#### Given problem
Reproduce all of the records below verbatim, line by line and in the same order.

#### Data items
- - -

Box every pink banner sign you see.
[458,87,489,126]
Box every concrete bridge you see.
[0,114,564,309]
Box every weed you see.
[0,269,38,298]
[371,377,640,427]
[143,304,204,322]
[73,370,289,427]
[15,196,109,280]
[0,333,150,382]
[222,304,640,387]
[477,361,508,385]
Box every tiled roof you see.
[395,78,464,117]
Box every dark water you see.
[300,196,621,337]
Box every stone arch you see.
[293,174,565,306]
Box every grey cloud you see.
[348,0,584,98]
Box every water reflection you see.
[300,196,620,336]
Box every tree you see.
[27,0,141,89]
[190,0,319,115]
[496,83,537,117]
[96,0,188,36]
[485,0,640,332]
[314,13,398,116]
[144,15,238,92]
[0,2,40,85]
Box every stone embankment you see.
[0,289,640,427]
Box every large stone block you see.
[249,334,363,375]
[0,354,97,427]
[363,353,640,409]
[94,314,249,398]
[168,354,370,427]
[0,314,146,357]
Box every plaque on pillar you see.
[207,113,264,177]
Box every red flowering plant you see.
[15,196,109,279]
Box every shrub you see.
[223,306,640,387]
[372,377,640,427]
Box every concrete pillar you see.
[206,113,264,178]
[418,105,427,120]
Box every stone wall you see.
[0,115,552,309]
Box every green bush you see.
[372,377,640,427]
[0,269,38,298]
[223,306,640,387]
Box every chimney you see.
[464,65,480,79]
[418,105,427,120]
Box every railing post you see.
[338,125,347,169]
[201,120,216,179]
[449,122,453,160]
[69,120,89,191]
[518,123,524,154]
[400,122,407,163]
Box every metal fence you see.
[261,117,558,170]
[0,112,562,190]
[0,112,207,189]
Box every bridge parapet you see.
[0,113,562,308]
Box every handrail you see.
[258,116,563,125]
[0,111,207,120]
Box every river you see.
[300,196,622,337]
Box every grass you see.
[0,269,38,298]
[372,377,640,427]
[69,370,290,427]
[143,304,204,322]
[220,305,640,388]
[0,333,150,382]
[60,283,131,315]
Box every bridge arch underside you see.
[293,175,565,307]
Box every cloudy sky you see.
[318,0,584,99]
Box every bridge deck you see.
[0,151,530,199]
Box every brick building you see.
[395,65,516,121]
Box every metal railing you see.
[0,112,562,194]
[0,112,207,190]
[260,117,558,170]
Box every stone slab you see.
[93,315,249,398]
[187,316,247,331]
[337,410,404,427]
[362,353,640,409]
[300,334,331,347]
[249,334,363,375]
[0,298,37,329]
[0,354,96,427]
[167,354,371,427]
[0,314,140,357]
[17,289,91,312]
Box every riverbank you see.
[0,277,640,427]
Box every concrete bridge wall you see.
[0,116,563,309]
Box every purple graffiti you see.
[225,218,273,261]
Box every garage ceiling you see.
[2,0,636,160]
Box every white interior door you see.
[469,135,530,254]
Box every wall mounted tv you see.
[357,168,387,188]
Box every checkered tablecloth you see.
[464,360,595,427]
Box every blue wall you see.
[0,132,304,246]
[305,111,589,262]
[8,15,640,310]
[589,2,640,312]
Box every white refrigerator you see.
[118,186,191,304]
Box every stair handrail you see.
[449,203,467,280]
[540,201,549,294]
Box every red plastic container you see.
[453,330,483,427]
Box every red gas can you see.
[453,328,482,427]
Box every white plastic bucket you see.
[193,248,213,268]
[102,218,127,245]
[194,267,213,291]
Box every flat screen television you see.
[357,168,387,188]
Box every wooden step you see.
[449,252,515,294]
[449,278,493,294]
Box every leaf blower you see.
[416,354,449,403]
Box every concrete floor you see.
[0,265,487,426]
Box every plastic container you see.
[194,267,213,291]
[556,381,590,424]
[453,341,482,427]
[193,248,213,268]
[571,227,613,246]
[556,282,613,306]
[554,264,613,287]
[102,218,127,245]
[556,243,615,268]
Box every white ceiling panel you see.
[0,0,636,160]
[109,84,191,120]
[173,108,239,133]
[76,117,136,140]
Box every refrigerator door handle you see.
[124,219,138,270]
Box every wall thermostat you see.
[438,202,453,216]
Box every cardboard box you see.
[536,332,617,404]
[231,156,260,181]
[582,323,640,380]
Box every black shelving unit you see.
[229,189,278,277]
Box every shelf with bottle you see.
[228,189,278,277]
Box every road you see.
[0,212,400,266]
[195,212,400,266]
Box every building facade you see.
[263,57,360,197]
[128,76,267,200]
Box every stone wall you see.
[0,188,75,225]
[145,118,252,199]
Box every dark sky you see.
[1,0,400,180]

- - -

#### Completed task
Box every pink banner sign you see.
[458,87,489,126]
Box every concrete bridge you see.
[0,114,564,309]
Box every weed you see.
[0,269,38,298]
[371,377,640,427]
[143,304,204,322]
[73,370,289,427]
[15,196,109,280]
[0,333,150,382]
[222,304,640,387]
[477,361,508,385]
Box every tiled roof you see.
[395,78,464,117]
Box every dark water you see.
[300,196,621,337]
Box every stone arch you see.
[293,174,565,306]
Box every grey cloud you see.
[348,0,584,98]
Box every water reflection you see.
[300,196,620,336]
Box every tree you see.
[27,0,141,89]
[190,0,319,115]
[496,83,537,117]
[96,0,188,36]
[485,0,640,332]
[314,13,398,116]
[144,15,238,92]
[0,2,40,85]
Box every stone embankment you see.
[0,289,640,427]
Box every large stone block you see.
[249,334,363,375]
[0,354,97,427]
[363,353,640,409]
[94,314,249,398]
[168,354,370,427]
[0,314,146,357]
Box every plaque on pillar you see.
[207,113,264,177]
Box every red flowering plant you see.
[15,196,109,279]
Box every shrub you see.
[223,306,640,387]
[372,377,640,427]
Box every concrete pillar you see.
[206,113,264,178]
[418,105,427,120]
Box every stone wall you see.
[0,115,552,309]
Box every green bush you see.
[372,377,640,427]
[0,269,38,298]
[223,306,640,387]
Box every chimney you see.
[464,65,480,79]
[418,105,427,120]
Box every railing post you see.
[338,125,347,169]
[201,120,216,179]
[449,122,453,160]
[69,120,89,191]
[518,123,524,154]
[400,122,407,163]
Box every metal fence you see.
[261,117,558,170]
[0,112,562,190]
[0,112,207,189]
Box every bridge parapet you see.
[0,113,562,308]
Box every handrail you see.
[258,116,563,125]
[0,111,207,120]
Box every river you see.
[300,196,622,337]
Box every grass you see.
[0,269,38,298]
[372,377,640,427]
[69,370,290,427]
[143,304,204,322]
[220,305,640,388]
[0,333,150,382]
[60,283,131,315]
Box every bridge arch underside you see.
[293,175,565,307]
Box every cloudy sky you see.
[318,0,584,99]
Box every bridge deck you see.
[0,151,530,199]
Box every brick building you see.
[395,65,516,121]
Box every metal railing you see.
[0,112,562,194]
[0,112,207,190]
[260,117,558,170]
Box every stone slab you see.
[93,315,249,398]
[187,316,247,331]
[337,410,404,427]
[362,353,640,409]
[300,334,331,347]
[249,334,363,375]
[0,298,37,329]
[0,354,96,427]
[167,354,371,427]
[0,314,140,357]
[17,289,91,312]
Box every riverbank you see.
[0,277,640,427]
Box every concrete bridge wall you see.
[0,116,563,309]
Box every purple graffiti you see.
[225,218,273,261]
Box every garage ceiling you see.
[2,0,636,160]
Box every white interior door you see.
[469,135,530,254]
Box every wall mounted tv you see.
[357,168,387,188]
Box every checkered tablecloth you see.
[464,360,595,427]
Box every blue wall you see.
[0,132,304,246]
[305,111,589,262]
[8,15,640,310]
[589,2,640,312]
Box every white refrigerator you see.
[118,186,191,304]
Box every stair handrail you see.
[449,203,467,280]
[540,201,549,294]
Box every red plastic container you see.
[453,330,483,427]
Box every red gas can you see.
[453,328,482,427]
Box every white plastic bucket you see.
[193,248,213,268]
[102,218,127,245]
[194,267,213,291]
Box every flat screen television you see.
[357,168,387,188]
Box every wooden step you see.
[449,252,515,294]
[449,278,493,294]
Box every leaf blower you see.
[416,354,449,403]
Box every concrete floor you see.
[0,265,487,426]
Box every plastic container you see.
[194,267,213,291]
[556,381,590,424]
[453,341,482,427]
[193,248,213,268]
[571,227,613,246]
[556,282,613,306]
[554,264,613,287]
[102,218,127,245]
[556,243,615,268]
Box every white ceiling panel you see.
[0,0,636,160]
[109,84,191,120]
[173,108,239,133]
[76,117,136,140]
Box every refrigerator door handle you see.
[124,219,138,270]
Box every wall thermostat you see.
[438,202,453,216]
Box every cardboard box you see.
[536,332,617,404]
[231,156,260,181]
[582,323,640,380]
Box every black shelving unit you see.
[229,189,278,277]
Box every shelf with bottle you see.
[228,189,278,277]
Box every road you see.
[0,212,400,266]
[195,212,400,266]
Box every building facade you see.
[263,57,360,197]
[128,76,267,200]
Box every stone wall you see.
[0,188,75,225]
[145,118,252,199]
Box every dark sky you see.
[1,0,400,180]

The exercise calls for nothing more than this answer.